Supplied text:
··········

That was the key question as I fled a group interview for a first-year seminar on the works of Orwell and Agee. I had entered the interview under the foolish impression that we weren't supposed to have yet read the works of Orwell and Agee. But two of the interview participants had brushed up on their English lit the previous night. They dominated the entire interview, dazzling the world-famous professor with details of the more intricate plot twists of the books.

I was stunned by their motivation, and tried to exchange glances of mutual sympathy with the other students at the interview who also had not done any background reading. Instead, I encountered furrowed brows and hands raised to speak! No fewer than five consecutive comments began, "Now I haven't read that particular book, or anything by Orwell or Agee, or any English literature at all, really, but it seems to me as if..."

I sat completely mute. To keep myself from panicking, I imagined that I wasn't in an interview with 10 Harvard students smug in their knowledge that they knew so much more than me. I pretended I was a bird, soaring well overhead, flying free and fast and far and aiming my excrement right on the tops of their heads.

··········

Given material:
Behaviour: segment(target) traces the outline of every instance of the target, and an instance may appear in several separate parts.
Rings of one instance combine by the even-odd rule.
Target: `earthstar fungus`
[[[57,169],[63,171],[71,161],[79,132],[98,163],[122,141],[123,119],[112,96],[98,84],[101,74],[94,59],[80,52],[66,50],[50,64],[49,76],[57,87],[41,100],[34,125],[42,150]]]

··········

Task requirements:
#1 Translate this sentence from the essay about the seminar interview into Spanish: "I was stunned by their motivation, and tried to exchange glances of mutual sympathy with the other students at the interview who also had not done any background reading."
#2 In the essay about the seminar interview, list everything the five consecutive comments say the speakers have not read.
#3 Go on with the essay about the seminar interview from its final sentence.

Responses to the tasks:
#1 Su motivación me dejó sin palabras, e intenté intercambiar miradas de compasión mutua con los demás estudiantes de la entrevista que tampoco habían hecho ninguna lectura previa.

#2
- that particular book
- anything by Orwell or Agee
- any English literature at all

#3
Of course, I didn't get into the seminar. And by that time already I was convinced that my Harvard academic life would be a failure. As it turns out, I would do well, and some of the people who did get into that seminar almost failed out of school. And while I have relived my bird fantasy hundreds of times, in other classes and sections, I have at least stopeed mistaking Harvard arrogance for real intelligence.

Harvard Social Life

Not to generalize, but every single relationship that I witnessed in my first year--bar none--had the following form:

Boy and girl study. Boy and girl go out with roommates on weekends. Boy and girl complain that they have no romantic life. Boy and girl wish for that first girlfriend/boyfriend.

Boy meets girl.

Boy and girl spend a little time together. Boy and girl spend a little more time together. Boy and girl are convinced they will never be apart for the rest of their lives.